Given text >>
Once again, for the 2009-10 academic year, ARTSwego is working with faculty, staff and members of the community to explore a yearlong interdisciplinary theme. Over the course of the year, we will highlight a series of campus arts programs that address or illustrate this theme, The Arts, Identity & Diaspora.
Some of the programs are part of the ARTSwego performing arts series. Others are sponsored by particular academic departments. In all cases, our intent is to encourage closer integration of the arts with intellectual exploration in the classroom, and with the wider conversation on issues and perspectives that characterizes a vital college experience. We invite you to join us by following the thematic thread woven through these outstanding events from September through March.
Last spring, several of the featured artists came to the SUNY Oswego Metro Center in Syracuse to meet with interested faculty and staff from SUNY Oswego and Onondaga Community College. Presentations from that two-day workshop (including vocalist Lorin Skamberg, filmmaker Katja Esson, and choreographer Alex Escalante) may be heard (or downloaded in video format) at www.oswego.edu/itunesu. When these artists, as well as Poet Li-Young Lee, return next spring, they will be available to take part in specially arranged visits to classes or student interest groups. For details, contact John Shaffer at ARTSwego.
2009-10 INTERDISCIPLINARY THEME
The word diaspora is derived from a Greek root that refers to the scattering of seeds. It provides a vivid metaphor for the movement of people away from their original homeland due to disruptive forces beyond their control. Conditions that lie behind these global migrations include war, famine, repression, or economic hardship.

What to work on >>
a – Answer these questions using the ARTSwego announcement:
(i) Which academic year is the interdisciplinary theme for?
(ii) Where was last spring's two-day workshop held?
(iii) What does the Greek root of the word diaspora refer to?
b – Please reproduce the part of the ARTSwego announcement that opens with the words containing "Some of the" and closes with "September through March.", with no changes.
c – Keep writing the ARTSwego announcement on diaspora, picking up after its final sentence.

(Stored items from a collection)

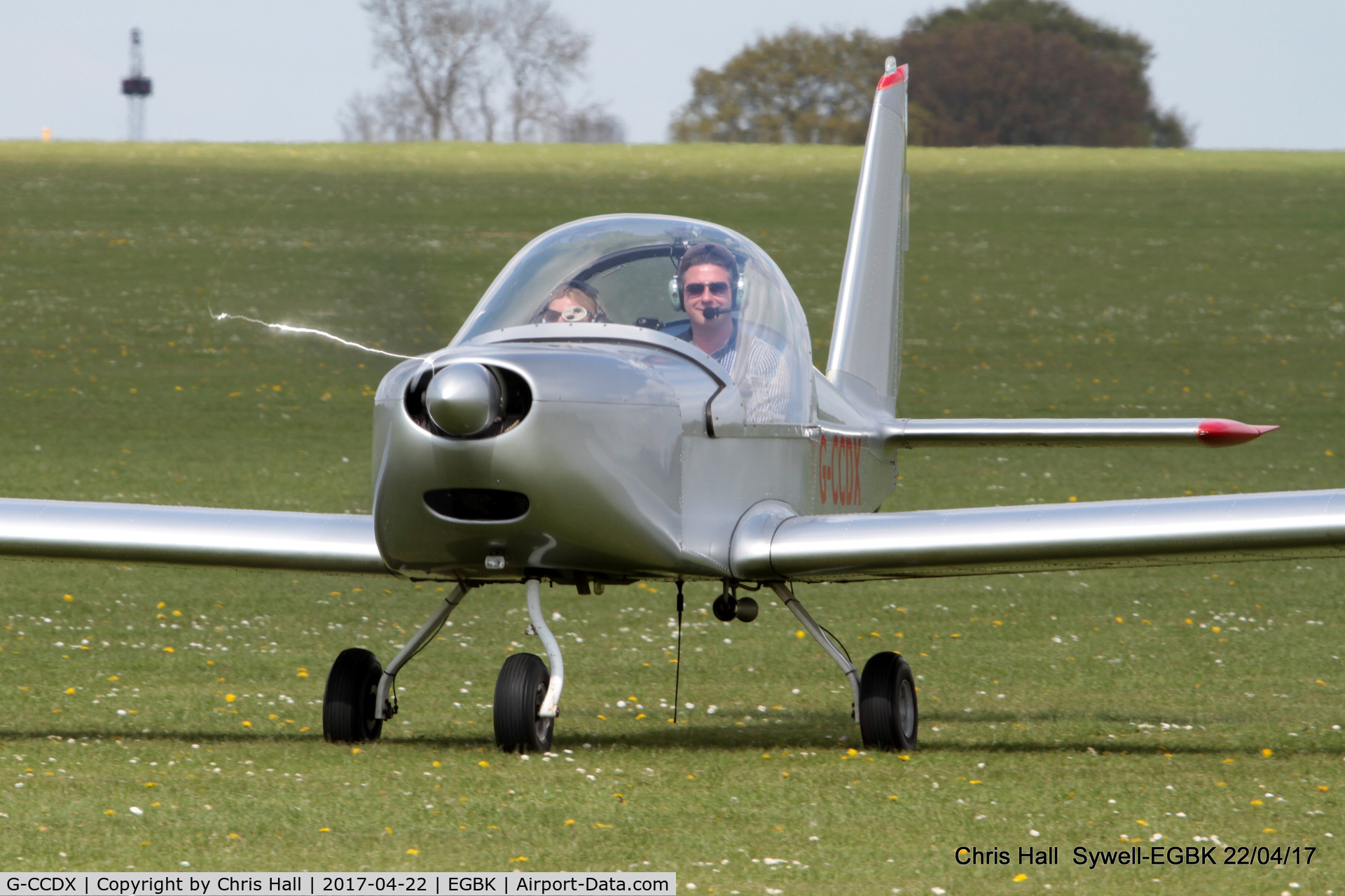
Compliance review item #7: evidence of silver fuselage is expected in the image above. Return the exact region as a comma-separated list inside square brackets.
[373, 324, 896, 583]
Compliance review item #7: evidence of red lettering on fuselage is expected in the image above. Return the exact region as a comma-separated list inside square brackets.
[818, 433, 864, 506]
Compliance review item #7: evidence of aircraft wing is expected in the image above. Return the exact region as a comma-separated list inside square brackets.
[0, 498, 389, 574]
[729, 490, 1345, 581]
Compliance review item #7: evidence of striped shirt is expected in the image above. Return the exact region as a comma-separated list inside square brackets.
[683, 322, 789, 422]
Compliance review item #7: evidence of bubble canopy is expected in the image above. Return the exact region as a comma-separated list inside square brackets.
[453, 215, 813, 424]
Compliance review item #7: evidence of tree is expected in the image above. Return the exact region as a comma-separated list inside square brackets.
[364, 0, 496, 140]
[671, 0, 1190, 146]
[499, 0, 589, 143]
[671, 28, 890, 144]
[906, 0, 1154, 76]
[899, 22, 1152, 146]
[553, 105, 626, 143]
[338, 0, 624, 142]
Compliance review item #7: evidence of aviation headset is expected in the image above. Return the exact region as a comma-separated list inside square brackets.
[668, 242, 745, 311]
==
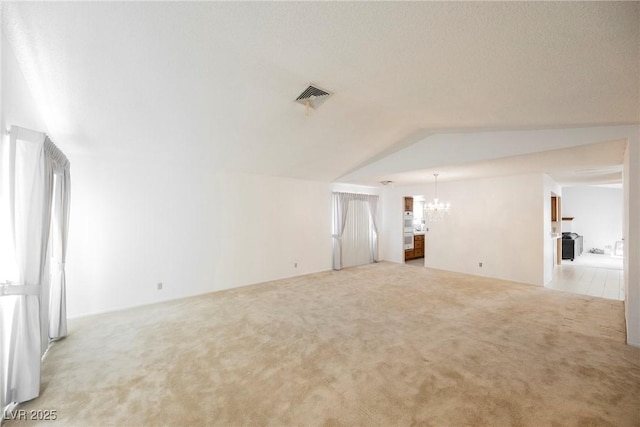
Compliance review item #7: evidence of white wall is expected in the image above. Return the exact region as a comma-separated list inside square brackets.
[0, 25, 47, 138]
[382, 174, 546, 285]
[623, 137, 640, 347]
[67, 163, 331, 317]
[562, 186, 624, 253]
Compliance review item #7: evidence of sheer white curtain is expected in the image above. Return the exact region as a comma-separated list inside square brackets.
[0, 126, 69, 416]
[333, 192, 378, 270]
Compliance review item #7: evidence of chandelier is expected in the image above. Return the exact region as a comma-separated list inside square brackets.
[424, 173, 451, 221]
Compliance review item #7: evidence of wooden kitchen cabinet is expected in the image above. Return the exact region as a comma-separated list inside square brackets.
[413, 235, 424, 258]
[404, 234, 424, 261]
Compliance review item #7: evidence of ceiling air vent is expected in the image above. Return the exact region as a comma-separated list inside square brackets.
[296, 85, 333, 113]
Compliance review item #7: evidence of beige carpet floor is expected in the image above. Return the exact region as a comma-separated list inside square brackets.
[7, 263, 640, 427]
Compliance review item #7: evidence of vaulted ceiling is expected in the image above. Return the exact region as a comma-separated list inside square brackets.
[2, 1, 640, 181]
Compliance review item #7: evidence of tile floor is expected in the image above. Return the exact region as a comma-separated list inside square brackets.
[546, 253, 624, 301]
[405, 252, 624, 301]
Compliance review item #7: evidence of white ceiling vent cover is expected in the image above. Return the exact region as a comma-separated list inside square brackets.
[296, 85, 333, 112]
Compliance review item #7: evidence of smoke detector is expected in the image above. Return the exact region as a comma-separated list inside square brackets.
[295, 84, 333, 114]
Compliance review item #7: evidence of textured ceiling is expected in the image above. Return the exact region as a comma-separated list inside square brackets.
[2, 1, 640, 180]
---
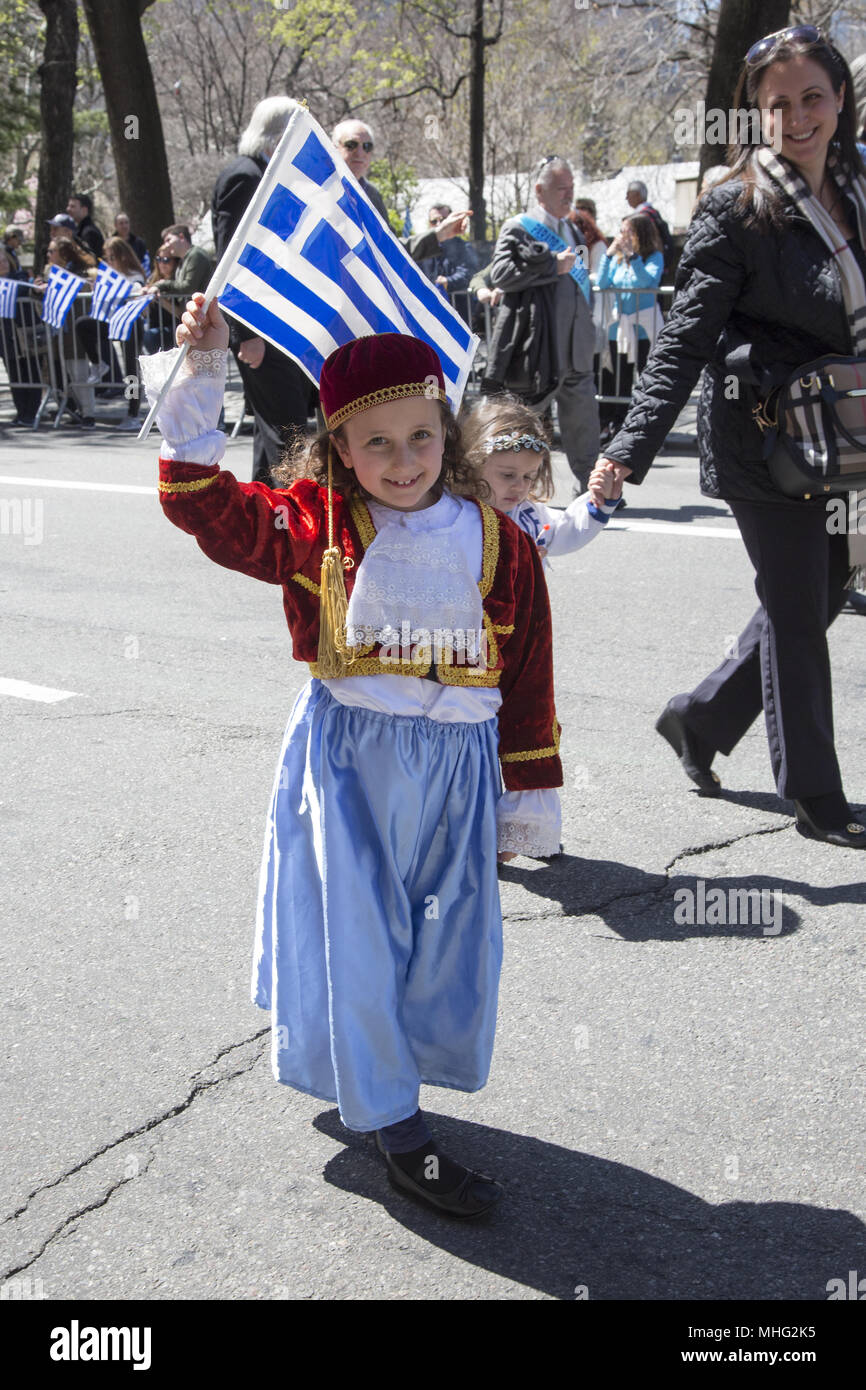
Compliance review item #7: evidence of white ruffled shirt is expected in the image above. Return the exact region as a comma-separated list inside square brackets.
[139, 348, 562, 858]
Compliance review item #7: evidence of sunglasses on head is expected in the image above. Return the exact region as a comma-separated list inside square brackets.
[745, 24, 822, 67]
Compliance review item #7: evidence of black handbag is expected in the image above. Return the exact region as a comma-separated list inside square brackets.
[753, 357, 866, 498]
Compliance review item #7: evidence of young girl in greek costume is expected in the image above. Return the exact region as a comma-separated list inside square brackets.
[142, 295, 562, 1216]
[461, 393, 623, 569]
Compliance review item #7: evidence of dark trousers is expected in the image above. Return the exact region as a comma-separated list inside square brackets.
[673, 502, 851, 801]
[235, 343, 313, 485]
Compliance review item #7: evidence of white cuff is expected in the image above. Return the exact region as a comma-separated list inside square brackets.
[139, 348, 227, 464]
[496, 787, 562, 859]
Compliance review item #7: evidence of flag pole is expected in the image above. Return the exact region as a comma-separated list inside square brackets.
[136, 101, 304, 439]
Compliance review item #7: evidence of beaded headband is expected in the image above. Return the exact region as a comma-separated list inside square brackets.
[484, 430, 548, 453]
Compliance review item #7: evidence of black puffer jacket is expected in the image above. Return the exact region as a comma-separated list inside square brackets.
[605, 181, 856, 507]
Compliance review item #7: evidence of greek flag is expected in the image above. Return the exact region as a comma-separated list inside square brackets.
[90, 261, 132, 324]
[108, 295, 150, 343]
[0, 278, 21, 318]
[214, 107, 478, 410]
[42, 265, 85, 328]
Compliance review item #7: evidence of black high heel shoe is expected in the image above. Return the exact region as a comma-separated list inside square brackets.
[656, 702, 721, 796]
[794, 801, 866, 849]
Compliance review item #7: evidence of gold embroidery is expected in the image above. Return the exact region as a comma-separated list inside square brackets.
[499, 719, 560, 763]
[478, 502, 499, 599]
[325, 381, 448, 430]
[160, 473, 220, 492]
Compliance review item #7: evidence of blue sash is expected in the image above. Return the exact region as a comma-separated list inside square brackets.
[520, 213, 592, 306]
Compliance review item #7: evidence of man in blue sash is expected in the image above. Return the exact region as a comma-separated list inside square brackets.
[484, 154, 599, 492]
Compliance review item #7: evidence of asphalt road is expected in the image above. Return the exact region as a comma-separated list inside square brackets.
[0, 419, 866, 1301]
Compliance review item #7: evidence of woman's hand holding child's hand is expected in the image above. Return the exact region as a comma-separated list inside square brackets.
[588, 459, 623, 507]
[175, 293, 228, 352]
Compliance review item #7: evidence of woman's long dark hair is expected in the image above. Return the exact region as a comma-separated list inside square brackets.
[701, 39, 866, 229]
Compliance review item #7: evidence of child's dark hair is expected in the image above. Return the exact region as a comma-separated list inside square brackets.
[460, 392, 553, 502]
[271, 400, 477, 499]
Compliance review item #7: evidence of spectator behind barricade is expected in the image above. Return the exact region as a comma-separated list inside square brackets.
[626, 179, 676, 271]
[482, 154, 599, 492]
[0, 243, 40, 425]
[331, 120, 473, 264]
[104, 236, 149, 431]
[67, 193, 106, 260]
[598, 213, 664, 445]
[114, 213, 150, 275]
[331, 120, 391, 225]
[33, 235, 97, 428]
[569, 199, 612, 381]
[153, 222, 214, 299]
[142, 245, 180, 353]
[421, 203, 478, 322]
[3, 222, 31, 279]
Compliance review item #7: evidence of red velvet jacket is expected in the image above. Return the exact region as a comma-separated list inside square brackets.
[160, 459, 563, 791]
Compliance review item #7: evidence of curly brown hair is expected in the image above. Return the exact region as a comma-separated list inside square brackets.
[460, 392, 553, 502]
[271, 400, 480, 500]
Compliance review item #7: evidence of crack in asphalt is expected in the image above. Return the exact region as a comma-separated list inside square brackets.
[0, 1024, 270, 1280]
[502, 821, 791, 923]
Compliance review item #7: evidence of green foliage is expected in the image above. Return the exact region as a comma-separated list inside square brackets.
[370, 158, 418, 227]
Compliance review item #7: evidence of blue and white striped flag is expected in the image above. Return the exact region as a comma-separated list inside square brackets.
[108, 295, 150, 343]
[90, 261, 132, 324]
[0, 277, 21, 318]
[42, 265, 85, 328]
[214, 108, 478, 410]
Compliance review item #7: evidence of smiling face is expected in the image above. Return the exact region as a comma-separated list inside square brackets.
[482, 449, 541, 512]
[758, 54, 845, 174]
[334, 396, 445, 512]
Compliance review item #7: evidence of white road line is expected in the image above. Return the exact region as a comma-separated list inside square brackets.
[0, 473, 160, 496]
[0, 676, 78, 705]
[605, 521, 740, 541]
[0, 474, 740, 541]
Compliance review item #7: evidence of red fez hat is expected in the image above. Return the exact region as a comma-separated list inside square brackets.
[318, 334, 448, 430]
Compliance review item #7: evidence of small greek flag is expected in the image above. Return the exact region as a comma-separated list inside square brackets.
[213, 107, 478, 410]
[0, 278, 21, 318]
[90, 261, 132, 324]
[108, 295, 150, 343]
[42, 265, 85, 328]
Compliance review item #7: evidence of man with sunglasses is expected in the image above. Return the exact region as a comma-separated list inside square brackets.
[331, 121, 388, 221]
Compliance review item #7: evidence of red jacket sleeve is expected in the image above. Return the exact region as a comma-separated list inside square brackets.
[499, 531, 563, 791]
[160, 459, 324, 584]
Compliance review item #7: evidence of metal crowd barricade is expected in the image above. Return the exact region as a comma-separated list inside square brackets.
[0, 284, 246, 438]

Answers in order >>
a –
(i) The 2009-10 academic year.
(ii) At the SUNY Oswego Metro Center in Syracuse.
(iii) The scattering of seeds.

b –
Some of the programs are part of the ARTSwego performing arts series. Others are sponsored by particular academic departments. In all cases, our intent is to encourage closer integration of the arts with intellectual exploration in the classroom, and with the wider conversation on issues and perspectives that characterizes a vital college experience. We invite you to join us by following the thematic thread woven through these outstanding events from September through March.

c –
Upon arrival in new lands, these people encounter cultural patterns that may conflict with their traditions, their outlook on the world, and their understanding of themselves. The tensions that accompany this encounter are frequently expressed through art— whether these expressions represent cultural resistance, negotiation of compromise, embrace of assimilation, or bold exploration that attempts to transcend both the original and host cultures.
Examining visual, performing, and literary artworks of diaspora allows us to understand important dynamics in the contemporary world as they are experienced by those most directly affected.
ARTS, IDENTITY & DIASPORA PROGRAMS:
Battlestar Galactica

The journey of the last surviving humans following destruction of the Twelve Colonies of Kobol provides an opportunity to explore the yearlong theme “Arts, Identity & Diaspora” through the abstract lens of science fiction.
Wednesdays, September 2 & 9, 3PM, Campus Center Auditorium (Free) Battlestar Galactica Screening
Monday, September 14, 3PM, Campus Center Auditorium (Free) Videoconference Talk by Battlestar Galactica Director Jeff Woolnough
Wednesday, September 16, 3PM, Campus Center Auditorium (Free) Battlestar Galactica and the Creation of the Science Fiction Universe Robert O’Connor, Associate Professor of Creative Writing
Home: http://www.battlestargalactica.com
Resources: http://tinyurl.com/Teach-Battlestar
The Holmes Brothers

Rooted in blues and gospel, The Holmes Brothers’ chilling harmonies and inspired musicianship mix Saturday night roadhouse rock with the gospel fervor and harmonies of a Sunday church service. Their ability to perform sanctified gospel, lowdown roadhouse blues, deep soul, authentic country and pure pop all in one set offers a borderless catalog of African Diaspora influence in traditional and evolving genres of American music.
Friday, September 18, WatermanTheatre, 7:30PM (Ticketed Event)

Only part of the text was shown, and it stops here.